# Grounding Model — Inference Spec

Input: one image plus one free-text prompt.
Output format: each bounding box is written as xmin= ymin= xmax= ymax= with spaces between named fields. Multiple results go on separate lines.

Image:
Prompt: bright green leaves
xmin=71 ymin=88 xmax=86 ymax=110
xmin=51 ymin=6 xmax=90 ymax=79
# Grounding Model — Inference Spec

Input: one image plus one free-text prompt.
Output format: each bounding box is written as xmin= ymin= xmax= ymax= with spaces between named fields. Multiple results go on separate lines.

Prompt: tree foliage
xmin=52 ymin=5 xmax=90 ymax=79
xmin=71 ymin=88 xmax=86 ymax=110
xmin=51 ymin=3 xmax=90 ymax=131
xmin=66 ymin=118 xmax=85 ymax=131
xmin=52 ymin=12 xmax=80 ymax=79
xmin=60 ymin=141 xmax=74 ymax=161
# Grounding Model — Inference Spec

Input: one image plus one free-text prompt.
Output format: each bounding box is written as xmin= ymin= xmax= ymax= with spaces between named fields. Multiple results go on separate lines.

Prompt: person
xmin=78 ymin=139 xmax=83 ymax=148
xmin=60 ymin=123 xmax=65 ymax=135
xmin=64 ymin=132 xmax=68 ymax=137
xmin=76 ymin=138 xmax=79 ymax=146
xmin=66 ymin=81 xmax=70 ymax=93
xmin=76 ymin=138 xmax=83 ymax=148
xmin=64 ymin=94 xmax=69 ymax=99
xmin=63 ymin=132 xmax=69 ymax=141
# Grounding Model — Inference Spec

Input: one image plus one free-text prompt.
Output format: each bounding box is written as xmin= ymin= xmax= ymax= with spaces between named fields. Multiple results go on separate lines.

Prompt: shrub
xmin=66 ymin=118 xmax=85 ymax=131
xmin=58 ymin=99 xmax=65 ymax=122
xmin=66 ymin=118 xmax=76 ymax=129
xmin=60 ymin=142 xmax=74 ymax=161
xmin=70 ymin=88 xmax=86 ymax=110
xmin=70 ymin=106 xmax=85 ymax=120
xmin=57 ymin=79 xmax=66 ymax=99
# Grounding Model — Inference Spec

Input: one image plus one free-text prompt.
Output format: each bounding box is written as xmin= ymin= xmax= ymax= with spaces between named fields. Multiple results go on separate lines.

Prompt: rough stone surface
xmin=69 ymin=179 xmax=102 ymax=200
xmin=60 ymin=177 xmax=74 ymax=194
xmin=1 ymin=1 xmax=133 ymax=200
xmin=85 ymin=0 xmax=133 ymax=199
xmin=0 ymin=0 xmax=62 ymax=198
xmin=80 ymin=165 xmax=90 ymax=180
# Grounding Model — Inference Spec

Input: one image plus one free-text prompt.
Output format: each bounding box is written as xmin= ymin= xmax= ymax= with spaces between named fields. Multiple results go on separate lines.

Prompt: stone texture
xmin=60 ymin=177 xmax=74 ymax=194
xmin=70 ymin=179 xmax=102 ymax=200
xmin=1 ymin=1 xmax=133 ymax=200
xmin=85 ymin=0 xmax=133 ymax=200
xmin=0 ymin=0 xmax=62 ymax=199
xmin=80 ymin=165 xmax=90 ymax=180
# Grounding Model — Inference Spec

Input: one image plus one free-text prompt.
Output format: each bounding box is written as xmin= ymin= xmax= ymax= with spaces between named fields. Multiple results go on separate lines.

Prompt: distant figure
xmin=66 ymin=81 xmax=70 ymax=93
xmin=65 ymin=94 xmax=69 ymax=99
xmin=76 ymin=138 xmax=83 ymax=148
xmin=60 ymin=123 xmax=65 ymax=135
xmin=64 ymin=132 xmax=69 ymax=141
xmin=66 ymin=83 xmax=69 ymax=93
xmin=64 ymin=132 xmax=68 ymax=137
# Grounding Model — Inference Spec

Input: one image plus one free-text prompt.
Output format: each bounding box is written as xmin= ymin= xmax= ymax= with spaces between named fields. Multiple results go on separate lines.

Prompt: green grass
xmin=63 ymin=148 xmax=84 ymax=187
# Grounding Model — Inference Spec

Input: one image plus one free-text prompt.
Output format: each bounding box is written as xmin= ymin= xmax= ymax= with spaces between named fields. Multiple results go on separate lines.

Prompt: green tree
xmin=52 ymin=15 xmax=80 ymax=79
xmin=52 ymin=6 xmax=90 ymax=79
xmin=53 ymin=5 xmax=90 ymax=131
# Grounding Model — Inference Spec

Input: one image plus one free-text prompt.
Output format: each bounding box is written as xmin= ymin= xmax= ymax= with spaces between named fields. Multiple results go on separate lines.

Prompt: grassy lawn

***

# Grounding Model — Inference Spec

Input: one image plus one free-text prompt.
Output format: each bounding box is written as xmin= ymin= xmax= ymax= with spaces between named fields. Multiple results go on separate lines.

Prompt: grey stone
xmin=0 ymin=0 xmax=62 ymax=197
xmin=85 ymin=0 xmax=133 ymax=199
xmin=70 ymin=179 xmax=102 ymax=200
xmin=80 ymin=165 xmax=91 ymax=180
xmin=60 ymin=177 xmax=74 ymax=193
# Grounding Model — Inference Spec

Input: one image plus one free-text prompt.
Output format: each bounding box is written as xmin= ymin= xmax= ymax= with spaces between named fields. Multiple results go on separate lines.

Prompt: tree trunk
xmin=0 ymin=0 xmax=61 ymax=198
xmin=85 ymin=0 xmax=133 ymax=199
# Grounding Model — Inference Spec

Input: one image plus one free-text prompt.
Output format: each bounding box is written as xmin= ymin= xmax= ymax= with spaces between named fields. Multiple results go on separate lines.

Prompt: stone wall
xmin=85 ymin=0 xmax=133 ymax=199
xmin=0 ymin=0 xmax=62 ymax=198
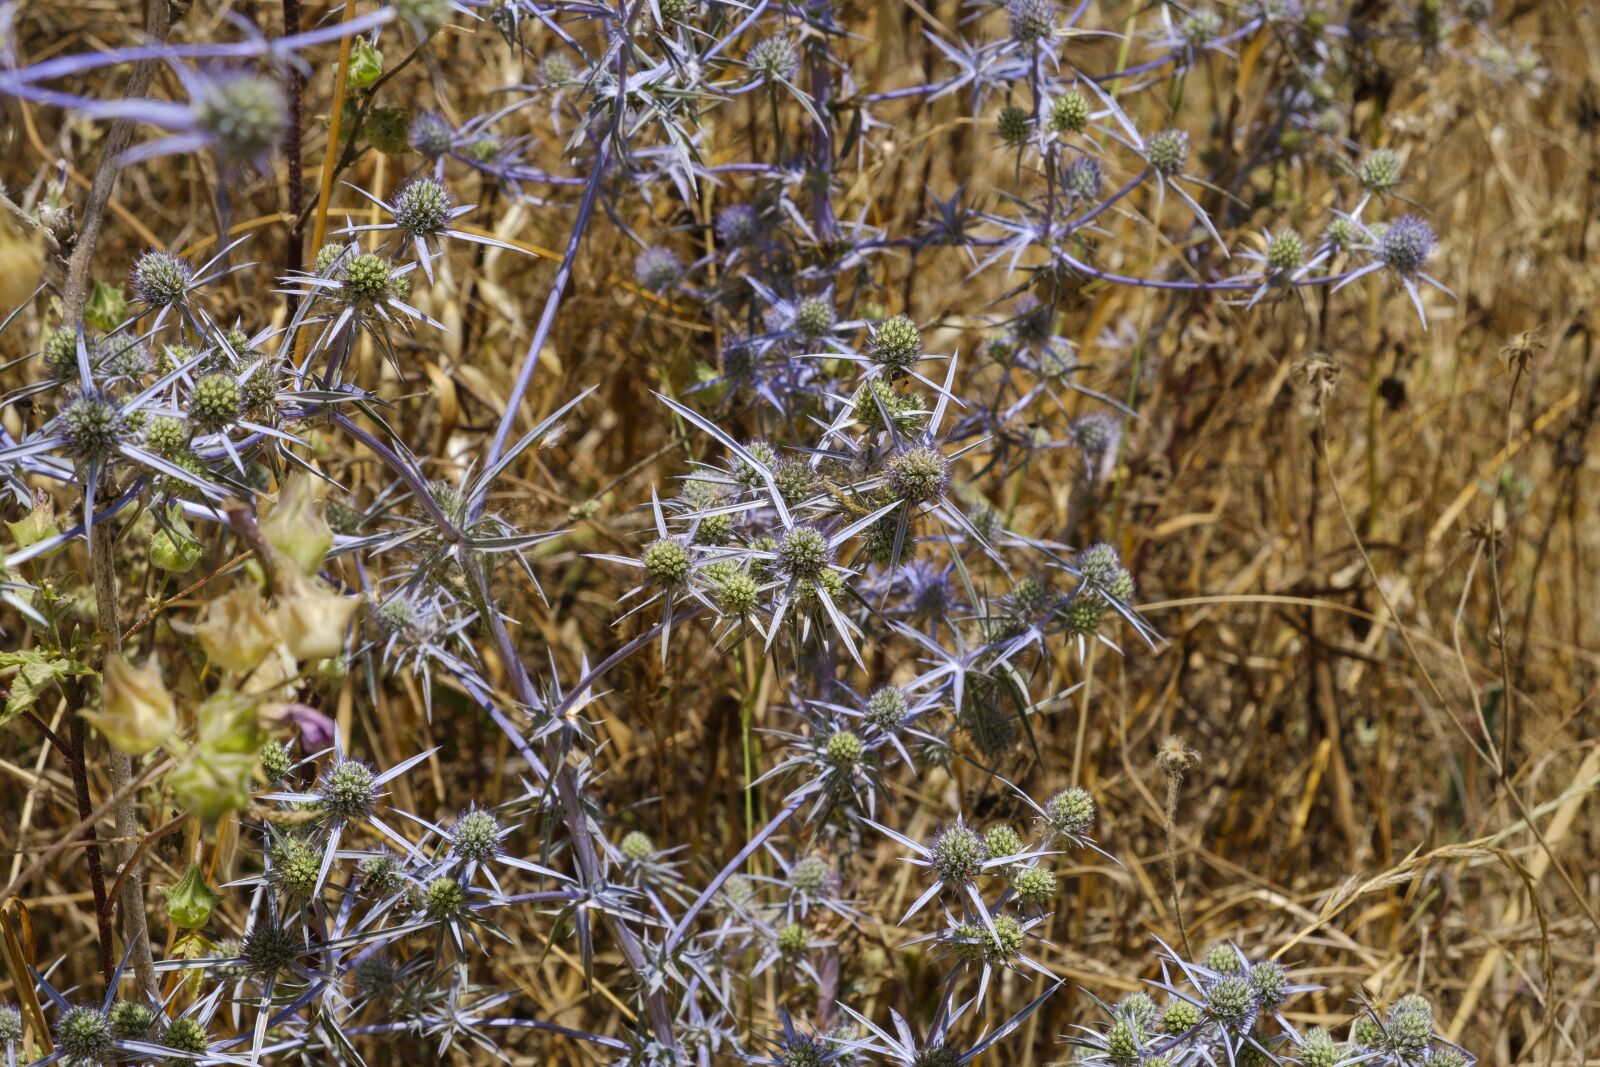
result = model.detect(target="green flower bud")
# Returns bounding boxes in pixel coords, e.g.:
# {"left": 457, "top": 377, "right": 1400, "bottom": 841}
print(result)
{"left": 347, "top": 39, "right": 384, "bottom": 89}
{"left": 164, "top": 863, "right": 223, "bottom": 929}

***

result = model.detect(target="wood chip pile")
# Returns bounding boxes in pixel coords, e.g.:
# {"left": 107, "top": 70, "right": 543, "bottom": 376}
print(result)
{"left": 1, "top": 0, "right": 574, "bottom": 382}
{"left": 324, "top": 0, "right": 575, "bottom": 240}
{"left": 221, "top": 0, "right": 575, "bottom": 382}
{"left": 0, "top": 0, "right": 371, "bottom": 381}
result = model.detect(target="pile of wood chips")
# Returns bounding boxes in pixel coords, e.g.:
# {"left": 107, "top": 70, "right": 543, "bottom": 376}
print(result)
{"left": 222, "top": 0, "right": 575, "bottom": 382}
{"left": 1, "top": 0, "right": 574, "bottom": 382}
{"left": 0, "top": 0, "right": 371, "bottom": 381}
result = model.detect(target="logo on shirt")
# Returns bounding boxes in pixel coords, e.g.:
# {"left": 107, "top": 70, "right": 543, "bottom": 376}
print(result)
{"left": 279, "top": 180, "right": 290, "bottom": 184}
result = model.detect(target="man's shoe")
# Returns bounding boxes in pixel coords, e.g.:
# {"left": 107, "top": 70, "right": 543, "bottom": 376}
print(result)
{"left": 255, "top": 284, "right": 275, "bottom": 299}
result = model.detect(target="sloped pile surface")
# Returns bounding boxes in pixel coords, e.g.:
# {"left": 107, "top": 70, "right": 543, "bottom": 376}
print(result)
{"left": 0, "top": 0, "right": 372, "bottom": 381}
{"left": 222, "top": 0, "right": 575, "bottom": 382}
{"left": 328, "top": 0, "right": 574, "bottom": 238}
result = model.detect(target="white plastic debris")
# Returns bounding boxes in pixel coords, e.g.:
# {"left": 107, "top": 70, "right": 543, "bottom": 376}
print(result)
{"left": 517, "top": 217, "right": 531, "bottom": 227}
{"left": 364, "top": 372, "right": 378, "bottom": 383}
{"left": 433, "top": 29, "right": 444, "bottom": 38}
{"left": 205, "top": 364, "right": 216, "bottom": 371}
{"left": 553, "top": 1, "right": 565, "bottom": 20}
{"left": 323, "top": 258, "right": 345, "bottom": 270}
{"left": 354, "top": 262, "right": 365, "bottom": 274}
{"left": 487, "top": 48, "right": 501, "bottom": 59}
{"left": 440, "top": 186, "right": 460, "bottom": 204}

***

» **Task item**
Pick out every line above that contains the word "pile" and copy it.

» **Solved exercise**
result = model.detect(target="wood chip pile")
result = model.detect(target="pile of wood chips")
result = model.detect(target="sloped pile surface")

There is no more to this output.